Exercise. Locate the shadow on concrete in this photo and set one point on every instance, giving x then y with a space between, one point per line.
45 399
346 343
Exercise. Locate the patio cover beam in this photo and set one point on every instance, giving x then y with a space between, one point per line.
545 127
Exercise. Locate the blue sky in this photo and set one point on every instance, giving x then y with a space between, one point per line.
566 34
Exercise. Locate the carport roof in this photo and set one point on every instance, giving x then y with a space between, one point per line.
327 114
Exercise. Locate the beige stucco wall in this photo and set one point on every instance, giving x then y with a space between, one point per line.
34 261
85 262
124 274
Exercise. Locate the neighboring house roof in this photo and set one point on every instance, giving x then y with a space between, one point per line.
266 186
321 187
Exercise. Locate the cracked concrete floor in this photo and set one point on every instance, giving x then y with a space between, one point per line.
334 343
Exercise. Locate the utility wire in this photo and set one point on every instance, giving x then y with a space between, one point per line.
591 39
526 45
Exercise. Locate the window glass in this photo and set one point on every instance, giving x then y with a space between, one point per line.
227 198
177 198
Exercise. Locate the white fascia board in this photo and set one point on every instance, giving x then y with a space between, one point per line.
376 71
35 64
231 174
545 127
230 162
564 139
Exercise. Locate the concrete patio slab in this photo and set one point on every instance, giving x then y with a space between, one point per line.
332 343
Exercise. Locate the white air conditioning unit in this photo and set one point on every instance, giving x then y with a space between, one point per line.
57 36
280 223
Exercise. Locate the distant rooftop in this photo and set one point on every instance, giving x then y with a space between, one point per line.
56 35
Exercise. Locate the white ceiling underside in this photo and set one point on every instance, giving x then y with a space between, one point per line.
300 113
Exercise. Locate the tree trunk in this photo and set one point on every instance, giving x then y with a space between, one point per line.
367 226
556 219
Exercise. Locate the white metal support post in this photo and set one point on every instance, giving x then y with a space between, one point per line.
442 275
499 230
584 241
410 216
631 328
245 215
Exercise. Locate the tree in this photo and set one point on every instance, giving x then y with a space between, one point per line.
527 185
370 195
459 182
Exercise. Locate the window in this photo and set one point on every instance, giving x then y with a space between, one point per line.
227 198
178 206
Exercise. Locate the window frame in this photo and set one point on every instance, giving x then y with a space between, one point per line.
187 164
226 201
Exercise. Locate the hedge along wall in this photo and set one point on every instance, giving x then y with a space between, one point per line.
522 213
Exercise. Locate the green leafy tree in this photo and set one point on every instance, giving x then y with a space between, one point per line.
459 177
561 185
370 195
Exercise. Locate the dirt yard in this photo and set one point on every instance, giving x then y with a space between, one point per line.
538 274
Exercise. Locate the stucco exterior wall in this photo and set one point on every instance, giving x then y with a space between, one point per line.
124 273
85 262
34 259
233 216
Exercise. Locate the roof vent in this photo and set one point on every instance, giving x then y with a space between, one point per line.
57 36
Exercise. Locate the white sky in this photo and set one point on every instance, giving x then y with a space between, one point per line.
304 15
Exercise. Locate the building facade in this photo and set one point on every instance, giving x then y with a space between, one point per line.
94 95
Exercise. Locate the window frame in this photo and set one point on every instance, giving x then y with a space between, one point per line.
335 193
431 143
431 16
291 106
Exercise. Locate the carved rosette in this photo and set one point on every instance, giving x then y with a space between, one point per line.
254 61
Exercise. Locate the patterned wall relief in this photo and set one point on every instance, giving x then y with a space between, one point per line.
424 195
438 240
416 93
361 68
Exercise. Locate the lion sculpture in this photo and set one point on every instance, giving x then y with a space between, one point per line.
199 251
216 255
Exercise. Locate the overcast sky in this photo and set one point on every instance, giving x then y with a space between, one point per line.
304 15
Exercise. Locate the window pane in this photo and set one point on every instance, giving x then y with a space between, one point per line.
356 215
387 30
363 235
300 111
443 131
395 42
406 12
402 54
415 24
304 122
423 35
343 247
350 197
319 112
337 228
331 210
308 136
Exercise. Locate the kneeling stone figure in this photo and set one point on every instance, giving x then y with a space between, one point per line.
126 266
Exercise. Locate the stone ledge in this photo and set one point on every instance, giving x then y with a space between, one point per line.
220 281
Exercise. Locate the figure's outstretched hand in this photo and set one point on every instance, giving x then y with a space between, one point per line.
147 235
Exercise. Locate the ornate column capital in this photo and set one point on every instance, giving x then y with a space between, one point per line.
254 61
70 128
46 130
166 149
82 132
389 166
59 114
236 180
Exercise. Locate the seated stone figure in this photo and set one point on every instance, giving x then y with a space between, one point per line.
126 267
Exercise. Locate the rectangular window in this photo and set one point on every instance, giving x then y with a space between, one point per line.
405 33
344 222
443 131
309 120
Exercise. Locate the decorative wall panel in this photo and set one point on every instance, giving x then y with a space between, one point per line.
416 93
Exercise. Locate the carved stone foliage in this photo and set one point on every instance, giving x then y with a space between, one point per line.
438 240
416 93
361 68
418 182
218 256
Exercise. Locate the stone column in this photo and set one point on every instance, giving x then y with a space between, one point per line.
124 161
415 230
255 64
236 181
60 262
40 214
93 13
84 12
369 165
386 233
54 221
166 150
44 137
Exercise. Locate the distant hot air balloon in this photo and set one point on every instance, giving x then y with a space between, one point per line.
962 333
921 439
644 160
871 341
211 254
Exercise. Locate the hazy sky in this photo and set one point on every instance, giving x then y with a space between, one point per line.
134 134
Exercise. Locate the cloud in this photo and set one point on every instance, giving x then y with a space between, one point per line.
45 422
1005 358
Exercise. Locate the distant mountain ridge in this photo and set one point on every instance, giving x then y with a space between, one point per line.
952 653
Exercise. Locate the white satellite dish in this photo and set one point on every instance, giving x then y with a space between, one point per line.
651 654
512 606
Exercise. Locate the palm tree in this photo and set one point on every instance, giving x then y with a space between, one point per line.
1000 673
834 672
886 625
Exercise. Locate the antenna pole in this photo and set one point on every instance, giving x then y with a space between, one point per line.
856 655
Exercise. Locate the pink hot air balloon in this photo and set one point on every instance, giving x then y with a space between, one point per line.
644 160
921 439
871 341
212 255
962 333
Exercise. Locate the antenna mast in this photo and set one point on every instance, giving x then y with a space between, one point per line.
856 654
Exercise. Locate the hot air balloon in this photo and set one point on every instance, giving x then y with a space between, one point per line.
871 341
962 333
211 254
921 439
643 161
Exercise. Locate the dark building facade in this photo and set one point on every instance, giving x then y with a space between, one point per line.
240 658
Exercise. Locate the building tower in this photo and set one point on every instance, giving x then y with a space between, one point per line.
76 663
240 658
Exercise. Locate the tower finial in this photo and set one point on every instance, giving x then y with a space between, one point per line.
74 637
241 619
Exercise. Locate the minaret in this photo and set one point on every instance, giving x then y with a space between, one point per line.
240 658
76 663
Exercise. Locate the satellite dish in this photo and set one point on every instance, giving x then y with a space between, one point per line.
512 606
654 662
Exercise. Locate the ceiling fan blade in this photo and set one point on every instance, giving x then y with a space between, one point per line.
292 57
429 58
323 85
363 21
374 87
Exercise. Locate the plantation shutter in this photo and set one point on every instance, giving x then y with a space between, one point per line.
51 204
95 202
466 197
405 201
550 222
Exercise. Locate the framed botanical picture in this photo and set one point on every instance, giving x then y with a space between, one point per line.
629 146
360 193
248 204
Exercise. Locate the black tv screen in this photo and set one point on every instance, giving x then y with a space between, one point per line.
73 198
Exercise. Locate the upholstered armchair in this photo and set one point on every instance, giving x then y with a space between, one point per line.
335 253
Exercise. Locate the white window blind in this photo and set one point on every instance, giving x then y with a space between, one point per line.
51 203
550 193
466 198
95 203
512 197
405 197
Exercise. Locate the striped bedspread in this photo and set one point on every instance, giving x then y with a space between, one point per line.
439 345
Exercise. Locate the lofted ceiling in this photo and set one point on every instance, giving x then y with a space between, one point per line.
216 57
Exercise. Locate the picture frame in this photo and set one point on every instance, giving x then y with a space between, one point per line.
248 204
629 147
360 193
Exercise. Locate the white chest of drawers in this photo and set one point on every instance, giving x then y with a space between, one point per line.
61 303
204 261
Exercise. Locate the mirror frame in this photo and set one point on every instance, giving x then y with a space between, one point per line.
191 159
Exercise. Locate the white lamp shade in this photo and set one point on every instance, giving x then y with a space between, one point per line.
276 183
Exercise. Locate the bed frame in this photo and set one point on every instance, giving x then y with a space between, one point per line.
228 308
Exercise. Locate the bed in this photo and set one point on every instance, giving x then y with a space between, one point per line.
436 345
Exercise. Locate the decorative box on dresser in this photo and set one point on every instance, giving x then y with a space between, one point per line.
··········
:: Task objective ::
Extract, exactly, the lines above that begin at the line containing "Exercise. Locate the white chest" and end at the final line of the records; add no other text.

:: Task response ::
Exercise. Locate the white chest of drawers in this photo and set one point on every instance, giving x then y with a space between, one point per line.
61 303
204 261
Exercise. Locate the mirror frame in this photo and set one point on every instance, giving x then y with a space between, one point per line.
191 159
Exercise. Locate the white lamp shade in this photo and set one point on every instance, giving x then y with a space between, one point per line.
276 183
Exercise. Locate the bed frame in this photo and set one point on every instance, giving x then y with a space between, one point per line.
228 308
Exercise. Locate the bed in this photo and set one point on every instance, giving x then y with a space between, one point per line.
436 345
Exercise. Locate the decorative box on dresser in this photo and set one point on every instance, giving x then y with a space between, one point per line.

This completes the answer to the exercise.